- _EXERCISE AIM_: When you reach the line that contains "Query: white beard" in the data below, copy it and every line after it exactly, adding nothing.

*** Opening of DATA TO EXAMINE ***

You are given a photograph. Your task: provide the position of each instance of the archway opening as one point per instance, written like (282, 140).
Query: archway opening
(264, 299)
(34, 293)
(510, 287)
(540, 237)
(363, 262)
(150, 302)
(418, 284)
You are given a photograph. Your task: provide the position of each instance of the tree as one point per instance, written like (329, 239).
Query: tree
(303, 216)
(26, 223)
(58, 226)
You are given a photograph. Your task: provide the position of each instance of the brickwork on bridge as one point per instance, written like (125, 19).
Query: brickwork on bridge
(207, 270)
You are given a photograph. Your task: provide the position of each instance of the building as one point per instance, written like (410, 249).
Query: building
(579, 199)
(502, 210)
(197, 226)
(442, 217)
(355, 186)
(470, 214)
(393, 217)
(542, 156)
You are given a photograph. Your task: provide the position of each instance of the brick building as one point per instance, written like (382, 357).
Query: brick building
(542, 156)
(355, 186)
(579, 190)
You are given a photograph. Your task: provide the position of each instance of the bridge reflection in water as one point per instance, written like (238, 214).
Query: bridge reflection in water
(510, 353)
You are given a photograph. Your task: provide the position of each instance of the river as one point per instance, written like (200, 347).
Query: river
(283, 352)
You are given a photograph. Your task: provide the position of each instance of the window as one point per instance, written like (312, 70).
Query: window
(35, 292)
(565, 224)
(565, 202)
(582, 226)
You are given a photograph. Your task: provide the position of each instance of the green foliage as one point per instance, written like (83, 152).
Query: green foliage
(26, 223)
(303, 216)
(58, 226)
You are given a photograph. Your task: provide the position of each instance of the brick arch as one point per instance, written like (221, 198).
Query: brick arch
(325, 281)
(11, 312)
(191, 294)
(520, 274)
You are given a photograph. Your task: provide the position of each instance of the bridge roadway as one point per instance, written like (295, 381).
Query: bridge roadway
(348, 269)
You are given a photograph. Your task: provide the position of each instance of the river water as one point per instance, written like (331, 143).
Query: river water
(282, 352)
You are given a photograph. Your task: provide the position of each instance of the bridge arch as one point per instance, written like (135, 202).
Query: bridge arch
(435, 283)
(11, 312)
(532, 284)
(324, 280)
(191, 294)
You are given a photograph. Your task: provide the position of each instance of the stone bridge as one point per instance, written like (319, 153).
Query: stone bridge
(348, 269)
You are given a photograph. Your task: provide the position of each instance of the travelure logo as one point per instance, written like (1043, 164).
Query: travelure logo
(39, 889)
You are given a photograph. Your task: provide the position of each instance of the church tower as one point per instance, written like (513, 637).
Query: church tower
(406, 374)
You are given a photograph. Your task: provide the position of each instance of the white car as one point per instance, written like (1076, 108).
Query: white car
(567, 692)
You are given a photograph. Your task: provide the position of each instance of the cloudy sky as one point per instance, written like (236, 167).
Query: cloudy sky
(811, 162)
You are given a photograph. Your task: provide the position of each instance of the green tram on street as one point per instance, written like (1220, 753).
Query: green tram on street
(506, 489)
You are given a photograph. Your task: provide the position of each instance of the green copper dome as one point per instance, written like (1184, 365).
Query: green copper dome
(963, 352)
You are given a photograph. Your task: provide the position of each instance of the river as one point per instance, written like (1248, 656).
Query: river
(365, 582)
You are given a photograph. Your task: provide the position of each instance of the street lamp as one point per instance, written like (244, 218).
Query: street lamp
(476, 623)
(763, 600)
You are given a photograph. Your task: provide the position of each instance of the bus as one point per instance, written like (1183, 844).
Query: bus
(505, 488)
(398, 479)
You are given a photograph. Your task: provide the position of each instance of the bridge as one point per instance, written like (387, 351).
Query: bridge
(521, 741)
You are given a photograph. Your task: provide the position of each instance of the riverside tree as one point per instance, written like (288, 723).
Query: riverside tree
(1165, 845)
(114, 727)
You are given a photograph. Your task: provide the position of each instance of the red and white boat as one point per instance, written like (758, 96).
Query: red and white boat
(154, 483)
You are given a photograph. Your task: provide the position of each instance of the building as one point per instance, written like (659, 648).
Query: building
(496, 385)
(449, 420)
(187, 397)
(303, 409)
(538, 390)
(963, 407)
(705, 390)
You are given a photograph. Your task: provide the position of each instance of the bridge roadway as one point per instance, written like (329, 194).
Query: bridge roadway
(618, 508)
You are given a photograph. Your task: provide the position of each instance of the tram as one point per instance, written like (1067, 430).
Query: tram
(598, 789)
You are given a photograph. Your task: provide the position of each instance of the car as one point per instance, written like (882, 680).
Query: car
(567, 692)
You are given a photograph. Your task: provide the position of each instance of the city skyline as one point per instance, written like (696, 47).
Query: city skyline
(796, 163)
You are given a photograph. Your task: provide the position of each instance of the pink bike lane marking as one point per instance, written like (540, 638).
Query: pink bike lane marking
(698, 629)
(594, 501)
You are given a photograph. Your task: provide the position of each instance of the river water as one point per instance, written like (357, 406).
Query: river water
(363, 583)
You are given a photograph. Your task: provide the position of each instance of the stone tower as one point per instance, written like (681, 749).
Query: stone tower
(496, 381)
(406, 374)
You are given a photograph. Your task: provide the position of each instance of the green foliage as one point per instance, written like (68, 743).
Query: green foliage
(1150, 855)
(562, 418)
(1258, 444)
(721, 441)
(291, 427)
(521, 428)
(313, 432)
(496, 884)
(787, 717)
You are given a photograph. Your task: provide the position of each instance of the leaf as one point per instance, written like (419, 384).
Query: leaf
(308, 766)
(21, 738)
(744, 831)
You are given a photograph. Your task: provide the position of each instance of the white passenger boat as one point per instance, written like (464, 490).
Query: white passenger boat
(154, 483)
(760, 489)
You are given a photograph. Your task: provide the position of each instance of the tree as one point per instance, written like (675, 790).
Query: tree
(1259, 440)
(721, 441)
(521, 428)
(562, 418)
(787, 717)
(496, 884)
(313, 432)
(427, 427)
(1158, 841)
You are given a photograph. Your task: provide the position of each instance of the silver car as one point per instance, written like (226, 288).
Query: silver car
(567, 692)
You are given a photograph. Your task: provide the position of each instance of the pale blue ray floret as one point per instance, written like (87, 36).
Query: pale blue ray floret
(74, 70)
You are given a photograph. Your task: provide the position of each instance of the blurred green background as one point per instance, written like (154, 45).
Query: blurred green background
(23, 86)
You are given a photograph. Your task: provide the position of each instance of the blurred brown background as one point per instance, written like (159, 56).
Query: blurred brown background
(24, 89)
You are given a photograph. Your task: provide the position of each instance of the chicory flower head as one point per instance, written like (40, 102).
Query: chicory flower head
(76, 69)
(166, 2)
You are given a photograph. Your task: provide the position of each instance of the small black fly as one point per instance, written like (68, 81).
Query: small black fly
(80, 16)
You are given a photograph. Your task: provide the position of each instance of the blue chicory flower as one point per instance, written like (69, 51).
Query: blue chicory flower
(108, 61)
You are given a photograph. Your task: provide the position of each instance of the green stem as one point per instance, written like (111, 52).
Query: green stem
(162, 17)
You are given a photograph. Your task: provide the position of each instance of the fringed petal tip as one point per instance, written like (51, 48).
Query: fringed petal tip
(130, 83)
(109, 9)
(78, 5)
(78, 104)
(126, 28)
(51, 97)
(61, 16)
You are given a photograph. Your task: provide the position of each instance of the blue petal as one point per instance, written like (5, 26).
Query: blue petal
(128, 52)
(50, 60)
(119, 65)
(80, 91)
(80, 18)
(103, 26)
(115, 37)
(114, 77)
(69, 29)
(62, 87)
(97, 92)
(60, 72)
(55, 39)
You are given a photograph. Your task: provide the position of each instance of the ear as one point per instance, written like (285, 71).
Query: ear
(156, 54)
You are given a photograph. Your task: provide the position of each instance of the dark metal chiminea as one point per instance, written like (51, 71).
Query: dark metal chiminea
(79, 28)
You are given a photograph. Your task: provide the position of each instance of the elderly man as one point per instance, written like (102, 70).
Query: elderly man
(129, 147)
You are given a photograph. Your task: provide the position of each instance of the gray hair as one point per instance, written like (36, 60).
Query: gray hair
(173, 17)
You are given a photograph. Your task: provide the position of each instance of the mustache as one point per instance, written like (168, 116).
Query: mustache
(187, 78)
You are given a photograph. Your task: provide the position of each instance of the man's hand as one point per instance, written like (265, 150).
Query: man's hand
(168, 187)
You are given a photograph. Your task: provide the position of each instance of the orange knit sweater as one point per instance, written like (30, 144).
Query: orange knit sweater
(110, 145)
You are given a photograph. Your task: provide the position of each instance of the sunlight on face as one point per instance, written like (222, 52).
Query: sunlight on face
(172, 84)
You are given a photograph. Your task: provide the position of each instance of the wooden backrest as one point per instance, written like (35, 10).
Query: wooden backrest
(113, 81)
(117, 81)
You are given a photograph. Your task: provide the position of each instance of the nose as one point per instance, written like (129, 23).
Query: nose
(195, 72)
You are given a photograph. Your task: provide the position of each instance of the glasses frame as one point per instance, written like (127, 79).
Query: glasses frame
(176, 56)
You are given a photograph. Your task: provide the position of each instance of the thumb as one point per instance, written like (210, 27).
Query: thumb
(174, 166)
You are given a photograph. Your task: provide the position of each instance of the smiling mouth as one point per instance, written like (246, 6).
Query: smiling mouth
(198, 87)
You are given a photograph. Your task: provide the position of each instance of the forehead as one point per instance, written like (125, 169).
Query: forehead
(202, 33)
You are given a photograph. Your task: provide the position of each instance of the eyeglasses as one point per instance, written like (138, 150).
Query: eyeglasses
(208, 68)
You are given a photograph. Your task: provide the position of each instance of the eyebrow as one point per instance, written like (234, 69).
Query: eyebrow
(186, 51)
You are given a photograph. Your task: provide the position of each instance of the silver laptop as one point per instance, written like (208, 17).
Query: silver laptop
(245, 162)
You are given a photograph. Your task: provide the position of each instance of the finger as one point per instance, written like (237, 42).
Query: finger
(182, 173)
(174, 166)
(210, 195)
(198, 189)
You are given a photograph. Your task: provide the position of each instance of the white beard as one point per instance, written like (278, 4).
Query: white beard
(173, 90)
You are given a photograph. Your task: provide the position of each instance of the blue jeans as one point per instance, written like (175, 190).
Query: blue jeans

*** Close of DATA TO EXAMINE ***

- _EXERCISE RESULT_:
Query: white beard
(173, 90)
You are given a photograph. Your task: provide the position of each instance of the blue jeans as one point per instance, written like (175, 190).
Query: blue jeans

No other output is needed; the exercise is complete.